- [Extracted material]
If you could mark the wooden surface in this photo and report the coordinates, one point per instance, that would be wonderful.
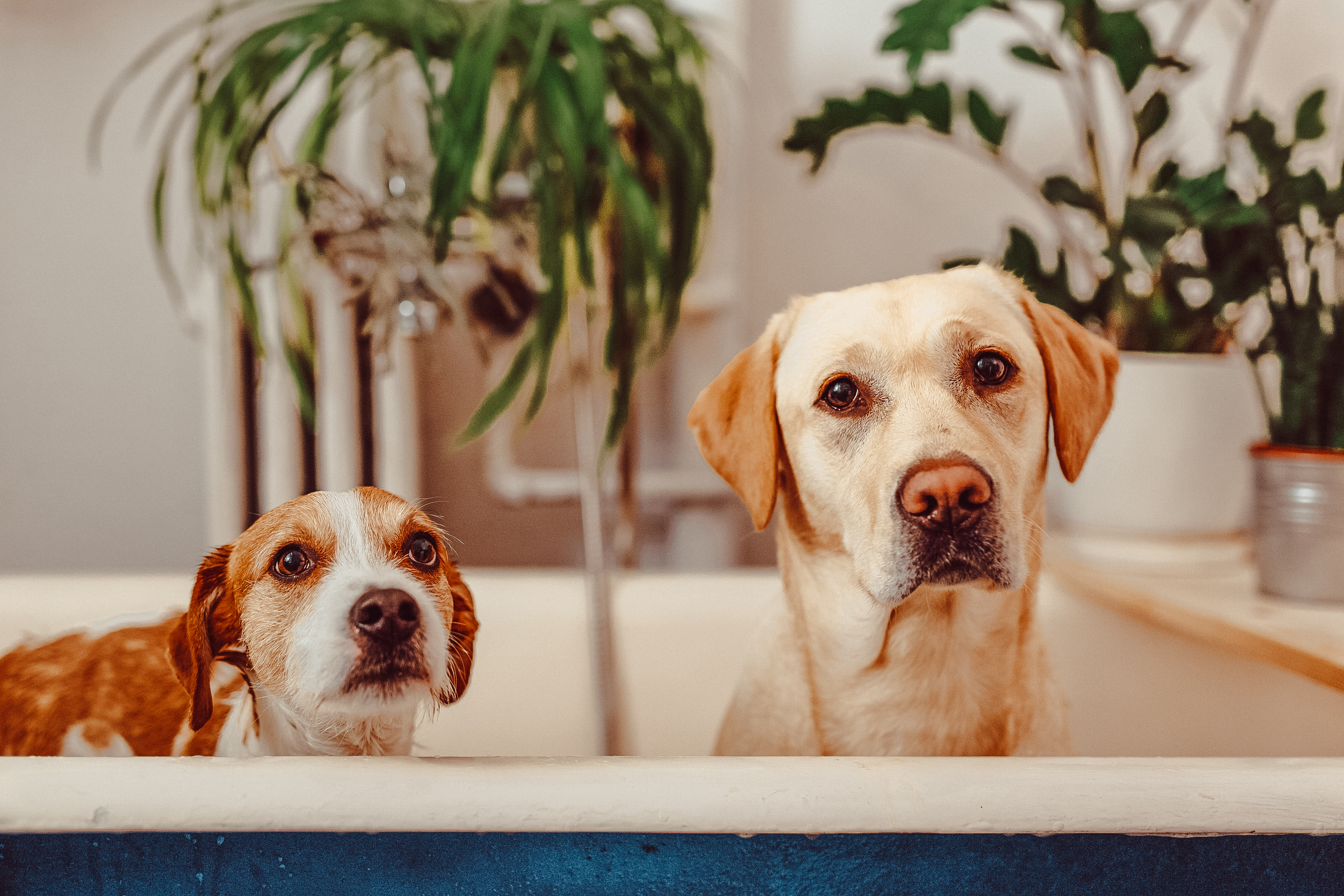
(1206, 591)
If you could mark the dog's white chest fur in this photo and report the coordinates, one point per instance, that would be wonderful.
(951, 672)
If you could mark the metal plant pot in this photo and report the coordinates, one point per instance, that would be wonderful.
(1300, 522)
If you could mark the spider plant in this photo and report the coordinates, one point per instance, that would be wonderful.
(605, 117)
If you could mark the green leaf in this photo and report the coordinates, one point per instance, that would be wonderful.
(1150, 120)
(1035, 57)
(967, 261)
(988, 124)
(1120, 35)
(934, 104)
(1164, 176)
(1261, 135)
(927, 26)
(1125, 40)
(494, 405)
(838, 116)
(241, 272)
(1308, 124)
(1062, 190)
(1023, 260)
(1152, 221)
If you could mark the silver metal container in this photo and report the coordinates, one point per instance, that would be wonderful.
(1300, 523)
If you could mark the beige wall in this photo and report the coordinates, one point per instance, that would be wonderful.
(101, 437)
(100, 429)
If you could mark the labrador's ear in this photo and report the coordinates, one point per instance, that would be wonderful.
(1080, 379)
(207, 629)
(737, 429)
(461, 637)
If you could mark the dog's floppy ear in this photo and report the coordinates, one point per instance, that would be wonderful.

- [Given instruction]
Make an exact copy of the listing above. Do not include the pictures.

- [Full solution]
If you could mark the wooden surface in this photo and report the coordinates, one point per instance, that would be wonderful.
(1206, 591)
If you could mark the dog's white chest fur in this photo and report the coordinates, one point per instance, that would be wonderful.
(951, 672)
If you could mark the metal plant pot in this photo and report the coordinates, one point per instance, that would be wonderful.
(1300, 522)
If you could mark the spider plant in this photo and report the coordinates, one point per instance, that would be wonderful.
(605, 117)
If you could mark the green leaf in this photo and report the coordinates, one point per instance, that would be wonderful.
(1150, 120)
(1035, 57)
(967, 261)
(988, 124)
(1120, 35)
(934, 104)
(1164, 176)
(1261, 135)
(927, 26)
(1125, 40)
(494, 405)
(838, 116)
(241, 272)
(1308, 124)
(1062, 190)
(1023, 260)
(1152, 221)
If you could mark the silver metal container in this photo and report the coordinates, one point per instance, that would be wonderful.
(1300, 523)
If you could mark the beige wall in this photo and report the coordinates, one point per instance, that would be wonderful.
(101, 437)
(100, 429)
If you could mark the labrador's ear in this photo and report the coordinates, one point per instance, that would be wonderful.
(1080, 379)
(207, 629)
(737, 429)
(461, 637)
If you could mark the dog's floppy ear in this photo and report the coordinates, one point per instance, that would be wonderful.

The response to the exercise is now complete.